Given text:
---

Since this is pride month and since many Christian churches continue to wrestle with the full inclusion of LGBTQ people (including the denomination I’m currently affiliated with), maybe it’s worth sharing how I came to arrive at an “open and affirming” stance. Though I’m probably an atypical case in a lot of ways.
I don’t remember ever thinking there was anything particularly wrong with same-sex relationships. I spent my teenage years and early adulthood as an atheist or agnostic (depending on the week), so I had no conscious attachment to the traditional Christian teaching on homosexuality. Plus, I had gay and bi friends in high school and college (issues of gender identity weren’t really on my radar at the time, I must say) and I generally moved in artsy, bookish “alternative” circles that were pretty accepting of gay people.
When I returned to Christianity in my 20s, however, I wasn’t entirely sure how to reconcile this accepting stance with my new faith. In my mind, the Christians who most vocally embraced same-sex relationships were ultra-liberals of the Bishop Spong mold who seemed to water down the truth-claims of Christianity beyond recognition. The faith I had embraced was of a more traditional bent, and I wasn’t sure if it could accommodate a revisionist stance on sexuality. What if the ultra-conservatives and ultra-liberals were both right that orthodox Christianity and conservative sexual ethics were a package deal?

---

Provided data:
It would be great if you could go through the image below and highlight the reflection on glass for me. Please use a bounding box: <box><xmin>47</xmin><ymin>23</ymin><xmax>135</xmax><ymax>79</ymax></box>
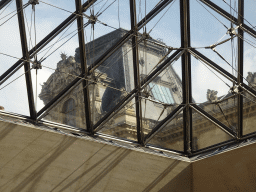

---

Action item:
Reproduce the stretch of the essay on LGBTQ inclusion in the church from "Since this is" through "of gay people.", word for word.

Result:
Since this is pride month and since many Christian churches continue to wrestle with the full inclusion of LGBTQ people (including the denomination I’m currently affiliated with), maybe it’s worth sharing how I came to arrive at an “open and affirming” stance. Though I’m probably an atypical case in a lot of ways.
I don’t remember ever thinking there was anything particularly wrong with same-sex relationships. I spent my teenage years and early adulthood as an atheist or agnostic (depending on the week), so I had no conscious attachment to the traditional Christian teaching on homosexuality. Plus, I had gay and bi friends in high school and college (issues of gender identity weren’t really on my radar at the time, I must say) and I generally moved in artsy, bookish “alternative” circles that were pretty accepting of gay people.